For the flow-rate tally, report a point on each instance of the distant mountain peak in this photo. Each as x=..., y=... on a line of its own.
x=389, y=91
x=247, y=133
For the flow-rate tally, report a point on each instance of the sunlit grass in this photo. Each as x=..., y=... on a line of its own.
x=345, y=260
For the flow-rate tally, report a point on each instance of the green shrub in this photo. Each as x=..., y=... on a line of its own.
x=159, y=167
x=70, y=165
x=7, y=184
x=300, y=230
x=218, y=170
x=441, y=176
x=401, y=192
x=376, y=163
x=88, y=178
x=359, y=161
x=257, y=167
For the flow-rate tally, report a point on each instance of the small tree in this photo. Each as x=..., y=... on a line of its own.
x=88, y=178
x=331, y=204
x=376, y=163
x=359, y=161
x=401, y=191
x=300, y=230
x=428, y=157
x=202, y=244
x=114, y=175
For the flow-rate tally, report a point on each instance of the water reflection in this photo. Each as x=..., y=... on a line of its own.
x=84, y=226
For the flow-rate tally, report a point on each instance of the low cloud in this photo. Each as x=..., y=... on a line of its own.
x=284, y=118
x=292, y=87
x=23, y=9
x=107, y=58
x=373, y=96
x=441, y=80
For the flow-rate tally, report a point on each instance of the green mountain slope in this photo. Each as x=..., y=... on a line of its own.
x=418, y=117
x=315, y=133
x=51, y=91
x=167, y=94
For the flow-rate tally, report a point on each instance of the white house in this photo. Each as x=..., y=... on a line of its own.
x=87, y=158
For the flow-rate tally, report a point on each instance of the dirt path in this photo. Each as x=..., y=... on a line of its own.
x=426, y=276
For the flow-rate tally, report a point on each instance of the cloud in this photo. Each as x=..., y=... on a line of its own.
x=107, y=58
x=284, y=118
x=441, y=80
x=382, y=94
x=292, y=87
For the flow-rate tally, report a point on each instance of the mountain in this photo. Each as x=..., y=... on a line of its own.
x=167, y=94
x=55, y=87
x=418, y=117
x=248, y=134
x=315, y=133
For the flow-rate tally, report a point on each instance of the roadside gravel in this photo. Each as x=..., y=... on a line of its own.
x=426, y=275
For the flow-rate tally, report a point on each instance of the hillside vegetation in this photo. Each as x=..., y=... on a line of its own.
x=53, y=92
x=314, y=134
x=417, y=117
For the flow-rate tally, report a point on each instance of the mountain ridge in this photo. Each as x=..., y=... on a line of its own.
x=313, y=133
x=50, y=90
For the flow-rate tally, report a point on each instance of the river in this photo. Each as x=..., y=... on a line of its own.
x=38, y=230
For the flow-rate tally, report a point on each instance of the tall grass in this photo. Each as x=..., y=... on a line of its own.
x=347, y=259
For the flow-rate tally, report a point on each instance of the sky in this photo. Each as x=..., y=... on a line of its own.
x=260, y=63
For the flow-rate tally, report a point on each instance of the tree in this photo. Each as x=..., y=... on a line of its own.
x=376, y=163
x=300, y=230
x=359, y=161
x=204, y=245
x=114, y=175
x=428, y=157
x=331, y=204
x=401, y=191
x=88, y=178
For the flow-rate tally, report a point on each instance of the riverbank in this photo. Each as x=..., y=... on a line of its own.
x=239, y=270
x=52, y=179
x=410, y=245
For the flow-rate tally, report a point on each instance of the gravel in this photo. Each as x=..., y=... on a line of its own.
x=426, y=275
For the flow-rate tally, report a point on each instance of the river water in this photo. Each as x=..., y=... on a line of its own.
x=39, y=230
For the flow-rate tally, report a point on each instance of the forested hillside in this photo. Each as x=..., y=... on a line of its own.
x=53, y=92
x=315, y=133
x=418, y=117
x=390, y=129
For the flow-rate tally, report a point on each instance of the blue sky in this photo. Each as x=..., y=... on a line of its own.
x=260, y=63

● ● ● ● ● ● ●

AUFGABE. Schreibe aus dem Material oben die Zeilen zwischen der Zeile mit „of the water“ und der Zeile mit „x=84, y=226“ wortgetreu ab, beide Zeilen eingeschlossen.

LÖSUNG.
For the flow-rate tally, report a point on each instance of the water reflection in this photo. Each as x=..., y=... on a line of its own.
x=84, y=226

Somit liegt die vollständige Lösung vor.